---------- Input data

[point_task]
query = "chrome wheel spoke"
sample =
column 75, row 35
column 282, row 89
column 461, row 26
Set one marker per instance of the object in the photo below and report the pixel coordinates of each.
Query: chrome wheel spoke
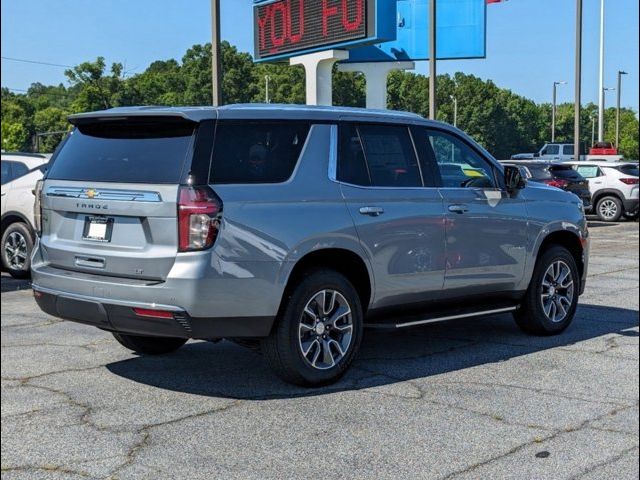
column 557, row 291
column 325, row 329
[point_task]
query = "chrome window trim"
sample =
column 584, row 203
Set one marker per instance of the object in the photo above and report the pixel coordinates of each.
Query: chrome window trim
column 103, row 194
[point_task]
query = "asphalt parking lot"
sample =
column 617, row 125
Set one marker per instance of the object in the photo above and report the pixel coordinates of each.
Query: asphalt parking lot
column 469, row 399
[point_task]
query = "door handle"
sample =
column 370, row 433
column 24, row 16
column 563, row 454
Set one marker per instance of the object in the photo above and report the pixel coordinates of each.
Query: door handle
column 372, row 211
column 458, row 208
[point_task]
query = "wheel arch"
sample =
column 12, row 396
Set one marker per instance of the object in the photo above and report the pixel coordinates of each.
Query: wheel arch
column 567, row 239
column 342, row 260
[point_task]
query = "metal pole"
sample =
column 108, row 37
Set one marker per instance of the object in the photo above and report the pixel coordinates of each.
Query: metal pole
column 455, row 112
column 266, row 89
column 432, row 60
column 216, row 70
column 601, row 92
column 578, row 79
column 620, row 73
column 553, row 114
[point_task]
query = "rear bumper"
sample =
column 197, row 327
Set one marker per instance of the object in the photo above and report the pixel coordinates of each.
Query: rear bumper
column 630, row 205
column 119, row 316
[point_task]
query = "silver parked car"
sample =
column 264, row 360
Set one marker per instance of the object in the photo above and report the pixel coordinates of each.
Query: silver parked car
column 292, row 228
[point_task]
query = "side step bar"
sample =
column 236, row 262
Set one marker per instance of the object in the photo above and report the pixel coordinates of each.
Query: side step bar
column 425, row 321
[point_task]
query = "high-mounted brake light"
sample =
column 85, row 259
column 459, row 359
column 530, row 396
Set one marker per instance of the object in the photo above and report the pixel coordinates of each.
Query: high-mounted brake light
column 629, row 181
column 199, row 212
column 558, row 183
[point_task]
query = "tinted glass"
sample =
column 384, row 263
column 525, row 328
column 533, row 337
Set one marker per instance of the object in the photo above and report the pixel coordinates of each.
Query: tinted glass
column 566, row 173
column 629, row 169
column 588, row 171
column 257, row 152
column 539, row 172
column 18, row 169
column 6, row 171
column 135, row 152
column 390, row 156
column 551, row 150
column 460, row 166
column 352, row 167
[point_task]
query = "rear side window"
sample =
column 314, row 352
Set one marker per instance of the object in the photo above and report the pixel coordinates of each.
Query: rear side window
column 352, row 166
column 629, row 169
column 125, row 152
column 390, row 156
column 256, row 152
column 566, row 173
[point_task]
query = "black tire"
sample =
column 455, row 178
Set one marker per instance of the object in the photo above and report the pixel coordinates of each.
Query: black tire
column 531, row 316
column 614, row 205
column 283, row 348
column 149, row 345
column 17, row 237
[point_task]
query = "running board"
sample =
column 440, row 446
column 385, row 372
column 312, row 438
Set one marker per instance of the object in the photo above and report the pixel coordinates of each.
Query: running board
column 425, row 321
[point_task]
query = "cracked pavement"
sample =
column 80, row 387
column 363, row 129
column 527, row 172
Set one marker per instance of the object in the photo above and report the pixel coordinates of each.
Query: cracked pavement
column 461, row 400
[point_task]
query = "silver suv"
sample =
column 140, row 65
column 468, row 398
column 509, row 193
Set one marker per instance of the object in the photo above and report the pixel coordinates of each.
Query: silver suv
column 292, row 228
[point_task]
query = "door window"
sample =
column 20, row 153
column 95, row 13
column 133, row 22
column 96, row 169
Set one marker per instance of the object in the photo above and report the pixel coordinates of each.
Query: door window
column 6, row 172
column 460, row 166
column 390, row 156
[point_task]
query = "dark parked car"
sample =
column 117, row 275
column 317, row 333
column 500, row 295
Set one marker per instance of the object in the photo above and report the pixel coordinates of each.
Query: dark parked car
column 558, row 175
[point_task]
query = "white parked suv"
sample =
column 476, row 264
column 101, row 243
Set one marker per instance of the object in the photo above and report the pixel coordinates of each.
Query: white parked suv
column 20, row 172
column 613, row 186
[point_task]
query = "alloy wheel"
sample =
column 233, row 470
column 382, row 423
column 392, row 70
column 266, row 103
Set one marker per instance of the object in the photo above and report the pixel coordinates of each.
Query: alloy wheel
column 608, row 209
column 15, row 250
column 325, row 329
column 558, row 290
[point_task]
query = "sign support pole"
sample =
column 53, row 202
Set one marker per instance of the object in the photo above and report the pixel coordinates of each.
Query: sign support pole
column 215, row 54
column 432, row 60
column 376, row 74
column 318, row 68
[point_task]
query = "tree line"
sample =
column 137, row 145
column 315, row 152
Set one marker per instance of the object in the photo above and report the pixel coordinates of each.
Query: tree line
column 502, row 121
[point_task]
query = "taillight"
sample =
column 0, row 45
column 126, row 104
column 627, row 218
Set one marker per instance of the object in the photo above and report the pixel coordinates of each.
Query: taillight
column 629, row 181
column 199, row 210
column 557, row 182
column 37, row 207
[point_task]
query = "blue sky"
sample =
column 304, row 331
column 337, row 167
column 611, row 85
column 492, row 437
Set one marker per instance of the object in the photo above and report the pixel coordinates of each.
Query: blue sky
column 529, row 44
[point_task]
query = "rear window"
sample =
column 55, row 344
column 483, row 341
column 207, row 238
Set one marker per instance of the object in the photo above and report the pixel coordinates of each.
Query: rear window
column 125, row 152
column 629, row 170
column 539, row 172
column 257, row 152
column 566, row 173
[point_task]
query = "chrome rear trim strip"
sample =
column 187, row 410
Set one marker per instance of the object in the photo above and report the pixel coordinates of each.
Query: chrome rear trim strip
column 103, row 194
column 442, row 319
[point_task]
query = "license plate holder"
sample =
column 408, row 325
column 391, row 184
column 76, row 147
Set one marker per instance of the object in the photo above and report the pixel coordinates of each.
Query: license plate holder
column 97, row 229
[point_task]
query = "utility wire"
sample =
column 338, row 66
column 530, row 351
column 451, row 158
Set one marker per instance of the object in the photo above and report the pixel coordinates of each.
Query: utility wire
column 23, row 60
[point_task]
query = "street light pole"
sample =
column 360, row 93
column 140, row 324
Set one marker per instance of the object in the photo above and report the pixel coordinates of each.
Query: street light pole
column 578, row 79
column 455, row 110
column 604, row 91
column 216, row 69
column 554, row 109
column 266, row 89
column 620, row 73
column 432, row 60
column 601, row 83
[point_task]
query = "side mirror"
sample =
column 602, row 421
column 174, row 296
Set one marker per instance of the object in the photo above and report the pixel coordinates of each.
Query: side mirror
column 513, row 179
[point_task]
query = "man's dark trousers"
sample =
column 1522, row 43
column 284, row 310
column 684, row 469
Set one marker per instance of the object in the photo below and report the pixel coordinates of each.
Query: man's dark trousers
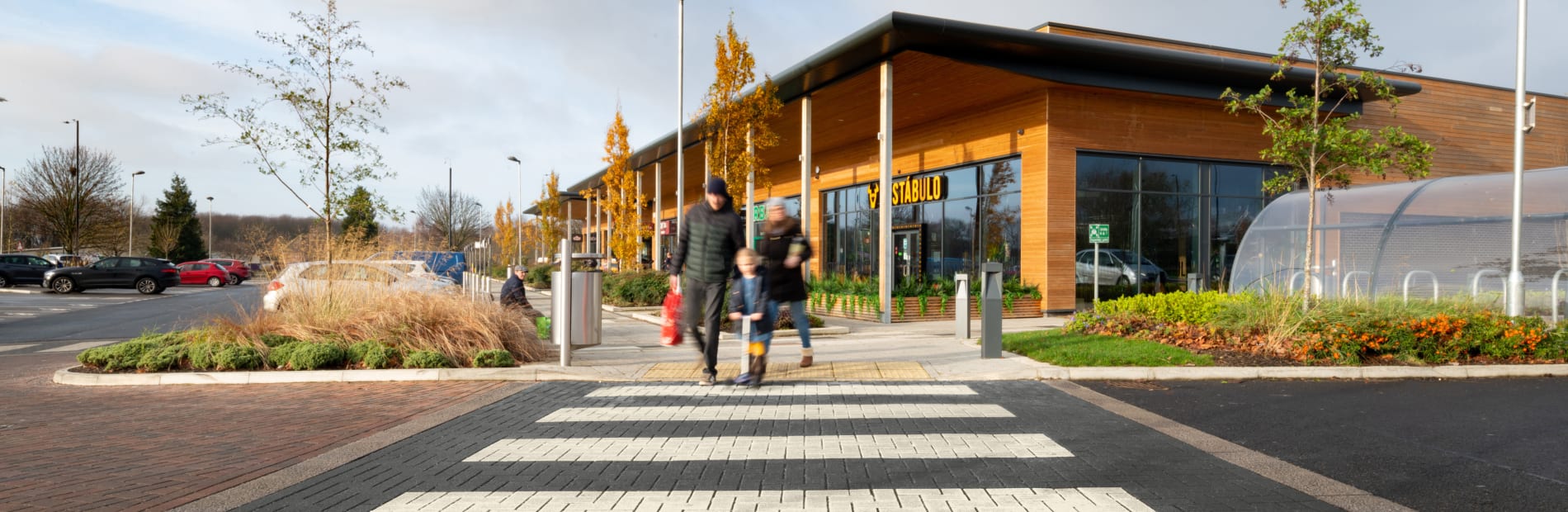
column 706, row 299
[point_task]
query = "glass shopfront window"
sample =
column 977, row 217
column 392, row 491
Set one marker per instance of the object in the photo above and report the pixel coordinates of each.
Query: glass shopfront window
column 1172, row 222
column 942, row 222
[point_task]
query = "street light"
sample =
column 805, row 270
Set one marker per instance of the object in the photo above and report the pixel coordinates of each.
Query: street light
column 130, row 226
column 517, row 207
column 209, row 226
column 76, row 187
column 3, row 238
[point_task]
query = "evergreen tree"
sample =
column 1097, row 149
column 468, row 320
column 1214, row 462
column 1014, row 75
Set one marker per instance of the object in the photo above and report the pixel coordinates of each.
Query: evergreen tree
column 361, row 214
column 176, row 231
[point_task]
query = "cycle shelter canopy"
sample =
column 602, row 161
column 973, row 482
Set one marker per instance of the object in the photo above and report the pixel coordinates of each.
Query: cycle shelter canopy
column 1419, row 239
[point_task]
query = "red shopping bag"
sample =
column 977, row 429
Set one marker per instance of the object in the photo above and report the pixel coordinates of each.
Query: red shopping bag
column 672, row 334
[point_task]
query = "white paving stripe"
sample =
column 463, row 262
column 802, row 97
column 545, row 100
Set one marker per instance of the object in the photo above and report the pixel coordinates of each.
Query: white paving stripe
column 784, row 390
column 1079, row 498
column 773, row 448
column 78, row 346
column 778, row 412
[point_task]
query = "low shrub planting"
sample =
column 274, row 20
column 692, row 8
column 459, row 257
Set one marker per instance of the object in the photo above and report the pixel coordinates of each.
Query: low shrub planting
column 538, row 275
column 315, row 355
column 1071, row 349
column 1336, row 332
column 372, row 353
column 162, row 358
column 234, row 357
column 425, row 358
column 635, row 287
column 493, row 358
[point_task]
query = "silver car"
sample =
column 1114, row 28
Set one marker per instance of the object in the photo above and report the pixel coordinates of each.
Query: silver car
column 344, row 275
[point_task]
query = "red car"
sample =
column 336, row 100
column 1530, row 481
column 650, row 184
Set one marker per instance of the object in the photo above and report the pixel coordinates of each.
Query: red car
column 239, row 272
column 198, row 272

--------------------

[Task description] Turn the rows above, starting at the first line and ending at the line that contains "column 553, row 114", into a numbered list with blank lines left out. Leave the pictures out of your answer.

[Output of the exercise]
1. [point_task]
2. query = "chrome wheel spoke"
3. sample =
4. column 75, row 35
5. column 282, row 89
6. column 461, row 26
7. Set one marker per instance of the object in the photo below and report the pixel coordinates of each.
8. Query: chrome wheel spoke
9. column 557, row 291
10. column 325, row 329
11. [point_task]
12. query = "chrome window trim"
13. sample =
14. column 584, row 203
15. Set one marker per instance of the object in the photo above and report the pixel coordinates of each.
16. Query: chrome window trim
17. column 103, row 194
18. [point_task]
19. query = "asphalt parking lot"
20. sample =
21. column 617, row 125
22. Set one marker per instance of the object in the photo above and report the pixel coordinates of each.
23. Query: asphalt parking lot
24. column 469, row 399
25. [point_task]
26. query = "door handle"
27. sample =
28. column 370, row 433
29. column 24, row 16
30. column 563, row 454
31. Set one marker per instance of the object in the photo above and report the pixel coordinates of each.
32. Query: door handle
33. column 372, row 211
34. column 458, row 208
35. [point_task]
36. query = "wheel arch"
37. sample =
38. column 12, row 396
39. Set one marker per instance of the object in the photo above and report the pixel coordinates of each.
40. Query: wheel arch
41. column 567, row 239
42. column 342, row 260
43. [point_task]
44. query = "metal pole"
45. sample =
46. column 108, row 37
47. Set one marker per instance of the object in the photo above and report the pixel coordinates of each.
48. Query: metal pole
49. column 455, row 112
50. column 266, row 89
51. column 432, row 60
52. column 216, row 70
53. column 601, row 92
54. column 578, row 79
55. column 620, row 73
56. column 553, row 114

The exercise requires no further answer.